Dziewczyny gratulacje dla maluszków z okazji kolejnego miesiąca :-)
Asiowo mam nadzieję, że Paulince przejdzie to nocne budzenie się, przecież już tak ładnie spała
Kasiu ja też miałam zamiar się wybrać na zakupy, ale chyba się to nie uda, bo musielibyśmy ciągnąć małą, a ona je teraz tak dziwnie... niby strasznie głodna, pociągnie trochę i koniec... a raz rzuca się jakby pół dnia nie jadła i ciągnie, ciągnie... raz je ładnie co 2-3 godziny a raz co 1,5

no i mi się nie uśmiecha karmic ją w taką zimnicę w aucie

Ja to już tracę nadzieję, że spanie małej się poprawi... od kilku dni śpi 9 godzin po karmieniu, oczywiście budzi się jeszcze kilka razy na jedzonko, ale na szczęście co 2-3 godziny. Wczoraj późno załapała ostatnią drzemkę i położyliśmy ją spać przed 21 z nadzieją, że ostatnio kładliśmy koło 19 i spała do 5, więc może do 7 pośpi, a tu guzik... obudziła się o 6

o 8 była już marudna, więc przymierzaliśmy się do łóżeczka no i usnęła... o 9.30

ja już nie mam siły na tej jej płacz... jest śpiąca, noszę ją na rękach, śpiewam, odkłądam do łóżeczka, daję smoka i mała niby łapie, ale zaraz już wyciąga smoka i płacze... a jeszcze niedawno ten sposób działał :-( no i kolejny raz okazuje sie, że jak mała załpie o co chodzi z usypianiem, to po kilku dniach już na nią to nie działa

i szukaj sposobu od nowa

zawsze zostaje lulanie na rękach, ale ona swoje waży i nie chcę, żeby tak zasypiała, bo mnie plecy bolą od samego nosznia ja na rękch, a co dopiero jakbym miała ją znów lulać...

• _POLECENIE A_:
O której godzinie, według źródła, obudziła się mała, gdy położono ją spać przed 21?

[Wiersze adnotacji współrzędnych]
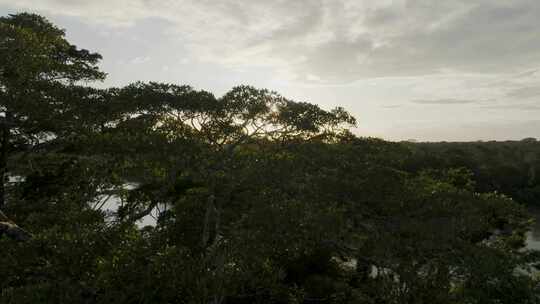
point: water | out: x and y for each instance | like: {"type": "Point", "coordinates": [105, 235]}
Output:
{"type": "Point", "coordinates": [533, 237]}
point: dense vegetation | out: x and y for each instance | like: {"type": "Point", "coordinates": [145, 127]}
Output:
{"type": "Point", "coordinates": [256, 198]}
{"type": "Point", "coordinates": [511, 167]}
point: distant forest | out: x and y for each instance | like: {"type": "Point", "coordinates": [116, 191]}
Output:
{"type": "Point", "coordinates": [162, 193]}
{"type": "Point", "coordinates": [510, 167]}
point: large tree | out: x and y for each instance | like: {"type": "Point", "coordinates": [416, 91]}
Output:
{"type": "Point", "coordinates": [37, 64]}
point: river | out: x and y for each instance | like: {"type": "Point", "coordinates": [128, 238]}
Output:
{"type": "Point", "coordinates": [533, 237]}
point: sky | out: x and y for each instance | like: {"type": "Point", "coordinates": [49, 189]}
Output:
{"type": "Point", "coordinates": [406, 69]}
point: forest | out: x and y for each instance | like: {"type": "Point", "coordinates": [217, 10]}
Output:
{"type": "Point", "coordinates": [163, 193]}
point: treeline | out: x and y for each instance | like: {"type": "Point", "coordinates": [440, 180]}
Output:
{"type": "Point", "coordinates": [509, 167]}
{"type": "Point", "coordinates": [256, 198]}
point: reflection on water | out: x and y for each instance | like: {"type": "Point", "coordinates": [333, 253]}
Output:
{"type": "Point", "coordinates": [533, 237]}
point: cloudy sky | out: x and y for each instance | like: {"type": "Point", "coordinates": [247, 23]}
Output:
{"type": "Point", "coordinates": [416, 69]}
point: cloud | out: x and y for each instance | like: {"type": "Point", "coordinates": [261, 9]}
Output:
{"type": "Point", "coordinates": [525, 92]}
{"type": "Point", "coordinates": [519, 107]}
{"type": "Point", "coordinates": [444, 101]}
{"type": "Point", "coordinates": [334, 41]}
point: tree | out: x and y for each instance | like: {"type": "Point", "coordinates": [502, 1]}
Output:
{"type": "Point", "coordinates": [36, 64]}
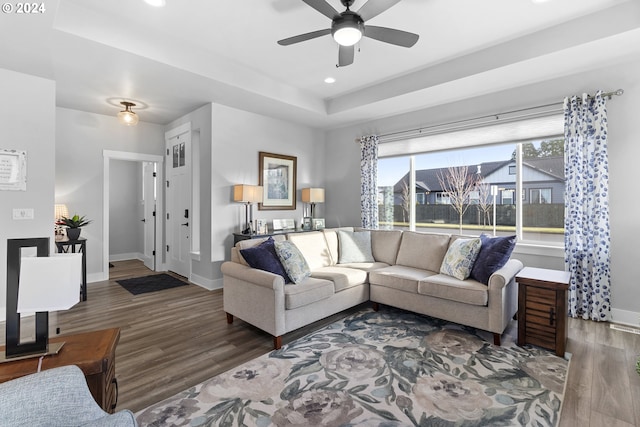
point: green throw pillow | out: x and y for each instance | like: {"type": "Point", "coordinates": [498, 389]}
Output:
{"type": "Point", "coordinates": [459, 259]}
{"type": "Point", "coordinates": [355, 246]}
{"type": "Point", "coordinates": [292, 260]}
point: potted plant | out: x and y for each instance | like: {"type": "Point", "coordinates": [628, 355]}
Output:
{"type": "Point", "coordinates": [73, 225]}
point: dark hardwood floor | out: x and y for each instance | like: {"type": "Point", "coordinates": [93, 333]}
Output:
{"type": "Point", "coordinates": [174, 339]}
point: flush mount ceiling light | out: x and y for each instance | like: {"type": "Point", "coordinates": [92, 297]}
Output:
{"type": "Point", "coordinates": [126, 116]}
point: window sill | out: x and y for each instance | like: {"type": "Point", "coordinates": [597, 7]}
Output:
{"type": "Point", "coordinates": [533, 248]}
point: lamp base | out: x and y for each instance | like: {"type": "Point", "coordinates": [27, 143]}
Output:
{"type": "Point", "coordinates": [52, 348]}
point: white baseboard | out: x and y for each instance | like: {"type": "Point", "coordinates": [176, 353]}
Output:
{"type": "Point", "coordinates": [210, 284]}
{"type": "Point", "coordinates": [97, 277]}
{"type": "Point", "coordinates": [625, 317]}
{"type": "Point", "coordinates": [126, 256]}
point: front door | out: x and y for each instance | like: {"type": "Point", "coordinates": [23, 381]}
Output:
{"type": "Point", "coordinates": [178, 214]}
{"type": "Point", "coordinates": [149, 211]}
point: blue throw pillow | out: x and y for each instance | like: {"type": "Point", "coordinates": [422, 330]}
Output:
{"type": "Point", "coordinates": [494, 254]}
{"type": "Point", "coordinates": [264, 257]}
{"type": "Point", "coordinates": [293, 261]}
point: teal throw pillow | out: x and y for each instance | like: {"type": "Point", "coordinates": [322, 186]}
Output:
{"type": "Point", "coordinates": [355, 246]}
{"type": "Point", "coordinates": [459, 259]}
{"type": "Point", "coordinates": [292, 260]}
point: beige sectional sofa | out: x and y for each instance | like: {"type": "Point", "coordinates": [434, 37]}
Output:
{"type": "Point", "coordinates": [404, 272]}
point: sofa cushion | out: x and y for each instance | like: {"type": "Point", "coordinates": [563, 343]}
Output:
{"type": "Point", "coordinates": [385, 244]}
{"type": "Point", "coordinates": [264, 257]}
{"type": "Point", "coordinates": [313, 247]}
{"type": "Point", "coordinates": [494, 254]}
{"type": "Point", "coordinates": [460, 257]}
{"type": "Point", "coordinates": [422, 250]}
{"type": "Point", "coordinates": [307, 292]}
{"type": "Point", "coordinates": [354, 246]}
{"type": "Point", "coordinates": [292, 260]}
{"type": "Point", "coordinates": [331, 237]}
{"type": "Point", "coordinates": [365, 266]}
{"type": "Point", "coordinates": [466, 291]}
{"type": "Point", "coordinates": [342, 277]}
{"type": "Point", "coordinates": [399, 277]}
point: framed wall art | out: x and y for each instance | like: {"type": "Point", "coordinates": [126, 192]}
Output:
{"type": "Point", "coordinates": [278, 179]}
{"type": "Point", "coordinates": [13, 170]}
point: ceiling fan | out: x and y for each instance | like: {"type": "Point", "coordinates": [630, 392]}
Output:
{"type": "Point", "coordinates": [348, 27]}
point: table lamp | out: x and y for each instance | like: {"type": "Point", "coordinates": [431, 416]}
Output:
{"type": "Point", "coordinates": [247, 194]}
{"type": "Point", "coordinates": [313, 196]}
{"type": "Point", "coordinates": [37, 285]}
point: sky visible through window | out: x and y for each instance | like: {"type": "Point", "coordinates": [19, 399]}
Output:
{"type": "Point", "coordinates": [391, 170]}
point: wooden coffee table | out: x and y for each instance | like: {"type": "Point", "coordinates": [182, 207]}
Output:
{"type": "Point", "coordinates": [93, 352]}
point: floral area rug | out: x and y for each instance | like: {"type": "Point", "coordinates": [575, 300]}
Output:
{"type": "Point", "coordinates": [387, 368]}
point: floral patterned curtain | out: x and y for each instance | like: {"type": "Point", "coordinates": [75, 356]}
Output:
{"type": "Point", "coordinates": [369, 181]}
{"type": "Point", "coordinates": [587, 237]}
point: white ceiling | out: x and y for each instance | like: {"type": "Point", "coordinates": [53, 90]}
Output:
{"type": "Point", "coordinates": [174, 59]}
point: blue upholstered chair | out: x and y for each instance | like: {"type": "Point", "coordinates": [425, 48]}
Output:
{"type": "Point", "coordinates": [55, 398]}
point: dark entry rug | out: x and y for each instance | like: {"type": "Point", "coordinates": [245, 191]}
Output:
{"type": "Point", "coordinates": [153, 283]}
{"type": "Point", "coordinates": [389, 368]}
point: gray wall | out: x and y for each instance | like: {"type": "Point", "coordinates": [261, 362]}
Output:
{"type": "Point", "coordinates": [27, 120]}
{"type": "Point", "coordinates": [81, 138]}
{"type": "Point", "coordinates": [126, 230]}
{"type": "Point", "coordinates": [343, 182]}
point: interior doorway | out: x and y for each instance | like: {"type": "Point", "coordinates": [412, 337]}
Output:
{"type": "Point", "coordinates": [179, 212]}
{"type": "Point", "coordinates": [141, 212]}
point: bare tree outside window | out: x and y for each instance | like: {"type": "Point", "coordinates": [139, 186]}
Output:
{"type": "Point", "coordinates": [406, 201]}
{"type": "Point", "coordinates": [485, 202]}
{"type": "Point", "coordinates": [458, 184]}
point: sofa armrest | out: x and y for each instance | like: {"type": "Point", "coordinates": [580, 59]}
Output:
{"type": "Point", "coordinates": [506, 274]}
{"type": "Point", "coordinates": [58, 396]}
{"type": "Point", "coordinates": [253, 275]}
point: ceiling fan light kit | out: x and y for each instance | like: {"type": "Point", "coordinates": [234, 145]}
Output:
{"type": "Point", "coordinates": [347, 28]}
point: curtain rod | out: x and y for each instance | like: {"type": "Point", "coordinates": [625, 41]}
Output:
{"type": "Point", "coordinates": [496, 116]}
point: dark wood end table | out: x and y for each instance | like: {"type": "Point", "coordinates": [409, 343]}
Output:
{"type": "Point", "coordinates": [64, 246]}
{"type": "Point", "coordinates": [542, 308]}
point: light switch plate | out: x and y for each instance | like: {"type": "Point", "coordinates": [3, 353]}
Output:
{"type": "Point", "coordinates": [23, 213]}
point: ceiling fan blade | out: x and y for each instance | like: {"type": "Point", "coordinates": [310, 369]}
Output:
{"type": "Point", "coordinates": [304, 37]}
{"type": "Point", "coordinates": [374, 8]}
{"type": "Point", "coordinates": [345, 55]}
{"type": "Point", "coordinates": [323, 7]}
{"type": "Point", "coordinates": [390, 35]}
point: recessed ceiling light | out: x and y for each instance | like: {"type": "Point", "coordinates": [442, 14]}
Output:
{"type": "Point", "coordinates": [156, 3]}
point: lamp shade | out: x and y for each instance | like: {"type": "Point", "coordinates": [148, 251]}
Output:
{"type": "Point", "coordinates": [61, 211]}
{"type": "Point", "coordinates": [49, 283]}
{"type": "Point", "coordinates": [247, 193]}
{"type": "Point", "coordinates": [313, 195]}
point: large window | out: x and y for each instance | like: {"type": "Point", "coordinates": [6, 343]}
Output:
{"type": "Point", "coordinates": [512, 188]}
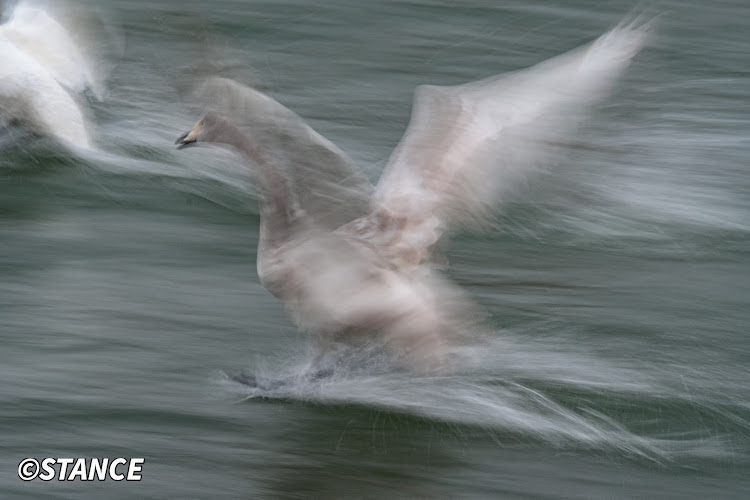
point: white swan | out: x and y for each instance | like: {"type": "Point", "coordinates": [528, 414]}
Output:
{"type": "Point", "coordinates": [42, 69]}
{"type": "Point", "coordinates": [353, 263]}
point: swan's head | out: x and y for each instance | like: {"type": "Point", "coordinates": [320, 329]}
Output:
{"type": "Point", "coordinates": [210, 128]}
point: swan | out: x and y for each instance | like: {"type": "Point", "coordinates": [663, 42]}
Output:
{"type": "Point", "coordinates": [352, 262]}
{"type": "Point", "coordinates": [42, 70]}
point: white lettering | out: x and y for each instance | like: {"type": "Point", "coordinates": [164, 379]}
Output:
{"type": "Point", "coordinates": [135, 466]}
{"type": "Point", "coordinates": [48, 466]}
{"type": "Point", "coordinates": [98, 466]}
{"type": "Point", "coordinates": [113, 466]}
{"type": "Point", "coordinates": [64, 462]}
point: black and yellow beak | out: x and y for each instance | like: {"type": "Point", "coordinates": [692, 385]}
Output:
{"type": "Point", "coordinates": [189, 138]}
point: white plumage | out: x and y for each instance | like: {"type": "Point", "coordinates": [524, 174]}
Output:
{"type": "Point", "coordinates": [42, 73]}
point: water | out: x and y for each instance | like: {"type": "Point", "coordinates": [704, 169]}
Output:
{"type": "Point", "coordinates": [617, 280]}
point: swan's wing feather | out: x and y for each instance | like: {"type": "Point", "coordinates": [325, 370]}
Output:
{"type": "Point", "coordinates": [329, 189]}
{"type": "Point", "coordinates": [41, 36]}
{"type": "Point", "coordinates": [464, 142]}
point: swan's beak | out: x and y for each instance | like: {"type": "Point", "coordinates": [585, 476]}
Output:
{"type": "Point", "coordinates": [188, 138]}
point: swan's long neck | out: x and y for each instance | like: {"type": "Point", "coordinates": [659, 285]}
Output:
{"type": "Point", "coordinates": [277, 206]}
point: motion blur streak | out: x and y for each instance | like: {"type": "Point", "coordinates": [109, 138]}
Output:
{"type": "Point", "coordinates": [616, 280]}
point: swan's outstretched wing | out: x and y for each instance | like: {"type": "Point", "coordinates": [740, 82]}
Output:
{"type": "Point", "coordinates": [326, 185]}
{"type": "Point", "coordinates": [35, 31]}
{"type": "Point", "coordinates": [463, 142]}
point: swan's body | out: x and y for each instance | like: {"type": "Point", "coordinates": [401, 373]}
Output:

• _POLECENIE B_:
Znajdź w wierszach wszystkie linie, w których występuje słowo „beak”, i przepisz je. Wielkość liter ma znaczenie.

• _GOTOWA ODPOWIEDŹ A_:
O 6.

• _GOTOWA ODPOWIEDŹ B_:
point: black and yellow beak | out: x and y for each instance | like: {"type": "Point", "coordinates": [692, 385]}
point: swan's beak | out: x and y for each instance | like: {"type": "Point", "coordinates": [585, 476]}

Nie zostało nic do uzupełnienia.